=== Task set ===
(a) In the article header on the cattle antimicrobial peptide study, which department is listed in the authors' affiliation?
(b) Reproduce word for word the part of the article header on the cattle antimicrobial peptide study that opens with the words containing "Cite article:- Kalita" and closes with "1569-1572. doi: 10.18805/ijar.B-3299.".
(c) Carry on writing the article header on the cattle antimicrobial peptide study from the point where it stops.
##### Supplied text
Indian Journal of Animal Research, volume 52 issue 11 (november 2018) : 1569-1572

Molecular characterization of lingual antimicrobial peptide gene of local cattle (Bos indicus) of Assam and insilco designing of antimicrobial peptides

D.J. Kalita, S. Sarma, A. Baruah
1Department of Veterinary Biochemistry, College of Veterinary Science, Assam Agricultural University, Guwahati, Khanapara-781 022, Assam, India.
Cite article:- Kalita D.J., Sarma S., Baruah A. (2018). Molecular characterization of lingual antimicrobial peptide gene of local cattle(Bos indicus) of Assam and insilco designing of antimicrobial peptides. Indian Journal of Animal Research. 52(11): 1569-1572. doi: 10.18805/ijar.B-3299.
##########
##### Record excerpts
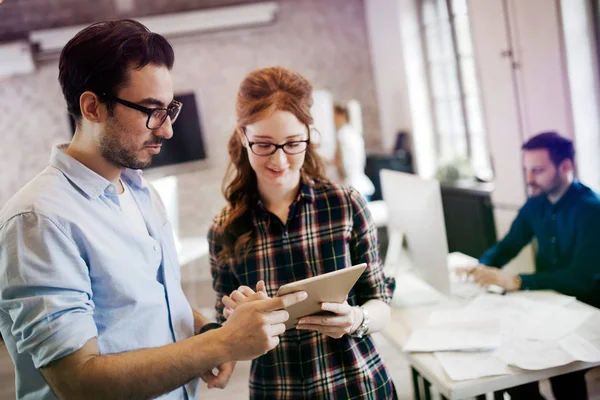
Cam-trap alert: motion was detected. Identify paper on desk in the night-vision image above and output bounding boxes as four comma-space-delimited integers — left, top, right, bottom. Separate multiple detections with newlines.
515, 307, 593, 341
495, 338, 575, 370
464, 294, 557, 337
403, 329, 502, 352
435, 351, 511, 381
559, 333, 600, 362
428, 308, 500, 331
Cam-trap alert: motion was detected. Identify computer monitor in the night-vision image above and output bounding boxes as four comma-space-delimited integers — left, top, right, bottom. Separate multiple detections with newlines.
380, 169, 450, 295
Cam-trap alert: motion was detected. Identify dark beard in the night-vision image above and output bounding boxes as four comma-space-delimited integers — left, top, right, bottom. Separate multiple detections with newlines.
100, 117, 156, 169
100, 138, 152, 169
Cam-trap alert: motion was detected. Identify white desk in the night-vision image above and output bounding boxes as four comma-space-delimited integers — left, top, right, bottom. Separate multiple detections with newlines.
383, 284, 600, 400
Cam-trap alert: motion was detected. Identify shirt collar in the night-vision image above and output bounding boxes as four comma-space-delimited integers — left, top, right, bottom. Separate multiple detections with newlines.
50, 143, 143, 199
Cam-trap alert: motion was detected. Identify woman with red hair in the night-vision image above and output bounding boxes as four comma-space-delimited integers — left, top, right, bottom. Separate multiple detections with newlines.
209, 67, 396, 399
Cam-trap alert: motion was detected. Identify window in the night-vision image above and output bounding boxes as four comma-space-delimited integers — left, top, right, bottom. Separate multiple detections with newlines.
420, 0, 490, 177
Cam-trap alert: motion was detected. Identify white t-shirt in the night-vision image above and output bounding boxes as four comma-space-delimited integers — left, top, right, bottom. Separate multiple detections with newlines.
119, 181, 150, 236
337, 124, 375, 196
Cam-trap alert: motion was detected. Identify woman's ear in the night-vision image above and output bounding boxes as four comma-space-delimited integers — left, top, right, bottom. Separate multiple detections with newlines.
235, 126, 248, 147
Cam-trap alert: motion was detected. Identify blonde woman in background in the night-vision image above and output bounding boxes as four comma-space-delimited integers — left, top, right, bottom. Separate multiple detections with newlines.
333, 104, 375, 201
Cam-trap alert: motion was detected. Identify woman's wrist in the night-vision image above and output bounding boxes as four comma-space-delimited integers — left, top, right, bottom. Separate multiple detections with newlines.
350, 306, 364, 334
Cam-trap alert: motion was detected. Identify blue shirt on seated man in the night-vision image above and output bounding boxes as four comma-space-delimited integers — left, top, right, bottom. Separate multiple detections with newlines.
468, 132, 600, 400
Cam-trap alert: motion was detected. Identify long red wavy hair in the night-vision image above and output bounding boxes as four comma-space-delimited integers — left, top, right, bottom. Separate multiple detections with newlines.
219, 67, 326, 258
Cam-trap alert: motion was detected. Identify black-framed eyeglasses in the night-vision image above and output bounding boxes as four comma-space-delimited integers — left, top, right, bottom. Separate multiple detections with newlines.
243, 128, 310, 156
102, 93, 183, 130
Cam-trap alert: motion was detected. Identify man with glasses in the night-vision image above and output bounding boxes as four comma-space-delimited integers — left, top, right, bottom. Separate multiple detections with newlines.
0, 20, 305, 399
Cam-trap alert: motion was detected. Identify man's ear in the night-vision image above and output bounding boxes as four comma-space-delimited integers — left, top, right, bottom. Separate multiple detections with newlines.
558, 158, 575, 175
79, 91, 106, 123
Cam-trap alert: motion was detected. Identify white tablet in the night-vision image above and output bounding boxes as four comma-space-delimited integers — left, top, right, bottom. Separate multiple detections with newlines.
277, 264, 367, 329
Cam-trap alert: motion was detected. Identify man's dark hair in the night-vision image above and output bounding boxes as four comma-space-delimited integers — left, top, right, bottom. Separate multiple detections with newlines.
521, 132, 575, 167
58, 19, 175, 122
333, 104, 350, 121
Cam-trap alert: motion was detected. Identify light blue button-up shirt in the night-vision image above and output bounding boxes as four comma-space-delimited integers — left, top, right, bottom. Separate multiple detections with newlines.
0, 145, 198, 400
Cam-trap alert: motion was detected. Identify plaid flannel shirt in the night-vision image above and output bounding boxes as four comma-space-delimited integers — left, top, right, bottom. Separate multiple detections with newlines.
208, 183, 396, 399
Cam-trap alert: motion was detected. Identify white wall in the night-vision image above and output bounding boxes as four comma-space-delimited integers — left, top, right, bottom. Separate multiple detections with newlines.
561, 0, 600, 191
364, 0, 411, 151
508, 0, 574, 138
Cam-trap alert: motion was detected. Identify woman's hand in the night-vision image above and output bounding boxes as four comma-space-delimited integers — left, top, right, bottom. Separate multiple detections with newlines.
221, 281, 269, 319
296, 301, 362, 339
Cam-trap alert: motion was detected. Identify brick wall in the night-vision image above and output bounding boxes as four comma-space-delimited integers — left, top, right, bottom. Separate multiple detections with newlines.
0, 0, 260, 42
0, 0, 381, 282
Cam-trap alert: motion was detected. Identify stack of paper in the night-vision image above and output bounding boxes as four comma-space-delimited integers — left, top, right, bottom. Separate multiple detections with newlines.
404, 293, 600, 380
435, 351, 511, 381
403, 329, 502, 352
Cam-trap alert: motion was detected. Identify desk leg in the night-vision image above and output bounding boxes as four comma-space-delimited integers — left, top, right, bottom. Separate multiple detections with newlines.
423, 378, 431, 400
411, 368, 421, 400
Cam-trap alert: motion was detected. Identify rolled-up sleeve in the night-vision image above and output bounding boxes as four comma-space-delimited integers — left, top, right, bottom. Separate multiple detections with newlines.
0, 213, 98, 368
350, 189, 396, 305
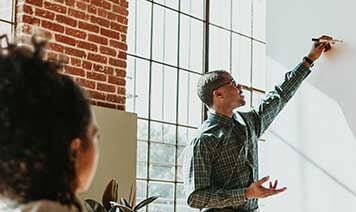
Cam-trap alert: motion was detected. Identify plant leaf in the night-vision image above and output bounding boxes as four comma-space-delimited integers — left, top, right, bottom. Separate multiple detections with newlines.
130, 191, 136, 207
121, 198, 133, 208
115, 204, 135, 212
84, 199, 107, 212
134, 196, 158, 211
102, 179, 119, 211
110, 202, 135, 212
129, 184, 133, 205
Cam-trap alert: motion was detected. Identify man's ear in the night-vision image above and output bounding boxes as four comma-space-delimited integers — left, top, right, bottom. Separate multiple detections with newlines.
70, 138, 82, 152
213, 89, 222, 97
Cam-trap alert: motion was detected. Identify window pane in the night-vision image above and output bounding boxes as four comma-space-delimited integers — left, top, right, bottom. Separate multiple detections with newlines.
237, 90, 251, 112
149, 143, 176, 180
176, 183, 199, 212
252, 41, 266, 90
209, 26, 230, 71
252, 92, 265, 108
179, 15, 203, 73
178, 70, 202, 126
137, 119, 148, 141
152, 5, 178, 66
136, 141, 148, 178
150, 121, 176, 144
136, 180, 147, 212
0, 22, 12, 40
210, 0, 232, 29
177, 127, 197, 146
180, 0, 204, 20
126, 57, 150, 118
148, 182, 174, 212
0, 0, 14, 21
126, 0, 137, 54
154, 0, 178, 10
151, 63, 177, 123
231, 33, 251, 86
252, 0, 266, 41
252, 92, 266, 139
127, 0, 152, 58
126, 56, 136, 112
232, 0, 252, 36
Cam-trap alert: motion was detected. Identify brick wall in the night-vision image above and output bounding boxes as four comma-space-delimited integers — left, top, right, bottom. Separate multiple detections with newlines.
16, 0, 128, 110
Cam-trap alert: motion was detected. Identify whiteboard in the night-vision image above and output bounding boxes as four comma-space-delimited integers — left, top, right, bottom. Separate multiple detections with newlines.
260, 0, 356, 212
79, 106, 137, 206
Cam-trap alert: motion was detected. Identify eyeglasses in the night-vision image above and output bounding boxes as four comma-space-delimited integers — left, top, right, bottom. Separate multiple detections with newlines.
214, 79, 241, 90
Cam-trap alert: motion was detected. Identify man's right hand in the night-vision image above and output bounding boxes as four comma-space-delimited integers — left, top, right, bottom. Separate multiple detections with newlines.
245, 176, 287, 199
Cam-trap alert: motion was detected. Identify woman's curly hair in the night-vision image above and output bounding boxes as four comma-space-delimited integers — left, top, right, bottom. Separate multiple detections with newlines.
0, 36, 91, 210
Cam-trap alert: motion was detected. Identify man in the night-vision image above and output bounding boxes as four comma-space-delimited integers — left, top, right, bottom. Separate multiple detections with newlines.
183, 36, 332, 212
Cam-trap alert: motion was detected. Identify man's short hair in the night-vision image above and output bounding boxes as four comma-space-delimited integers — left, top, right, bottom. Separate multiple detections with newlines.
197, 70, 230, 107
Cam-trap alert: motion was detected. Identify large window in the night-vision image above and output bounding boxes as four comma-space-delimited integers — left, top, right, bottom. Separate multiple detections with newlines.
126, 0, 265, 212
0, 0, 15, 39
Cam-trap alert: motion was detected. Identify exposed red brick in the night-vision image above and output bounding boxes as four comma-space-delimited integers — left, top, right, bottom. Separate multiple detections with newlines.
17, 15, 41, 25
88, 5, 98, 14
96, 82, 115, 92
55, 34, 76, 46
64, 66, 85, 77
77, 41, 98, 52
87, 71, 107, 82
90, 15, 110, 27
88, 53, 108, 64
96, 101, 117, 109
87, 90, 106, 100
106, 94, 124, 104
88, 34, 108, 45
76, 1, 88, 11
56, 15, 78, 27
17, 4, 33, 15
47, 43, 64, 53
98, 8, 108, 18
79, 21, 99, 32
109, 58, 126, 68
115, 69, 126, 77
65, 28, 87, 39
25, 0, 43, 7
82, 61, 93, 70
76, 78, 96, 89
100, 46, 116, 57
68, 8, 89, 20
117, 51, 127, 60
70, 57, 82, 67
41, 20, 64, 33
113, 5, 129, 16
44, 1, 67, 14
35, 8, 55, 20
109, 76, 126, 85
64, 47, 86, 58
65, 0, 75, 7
##########
=== Task-by-task answers ===
(a) The Department of Veterinary Biochemistry, College of Veterinary Science, Assam Agricultural University.

(b)
Cite article:- Kalita D.J., Sarma S., Baruah A. (2018). Molecular characterization of lingual antimicrobial peptide gene of local cattle(Bos indicus) of Assam and insilco designing of antimicrobial peptides. Indian Journal of Animal Research. 52(11): 1569-1572. doi: 10.18805/ijar.B-3299.

(c)
ABSTRACT

Mammalian defensin is the one of the important antimicrobial peptides expressed by different epithelial lining of the living organisms. Present study was undertaken to characterize the lingual antimicrobial peptide (LAP) gene of Assam local cattle (Bos indicus ) for insilco designing  of peptide for synthesis of novel antimicrobial agents. RNA was isolated from the tongue epithelial of Bos indicus and reverse transcribed with specific primer. The amplified PCR product was purified, cloned and sequenced. The size of the PCR product was 230 bp and cloned cDNA after sequencing revealed the open reading frame (ORF) of 195 bases. The total number of predicted amino acid in the peptide was 64. Aligned amino acid sequences of Bos indicus LAP showed six conserved cysteine residues at different positions. The mature peptide of local cattle LAP had six (6) arginine, three (3) lysine, three (3) proline and one (1) histidin residues. Support vector machine algorithms showed the antimicrobial potency of different segments of the mature peptide and out of them four different most potent peptides were designed.  From the present study, it can be concluded that the mature domain of the Bos indicus lingual antimicrobial peptide (LAP) may be use as template for synthesis of new antimicrobial agents.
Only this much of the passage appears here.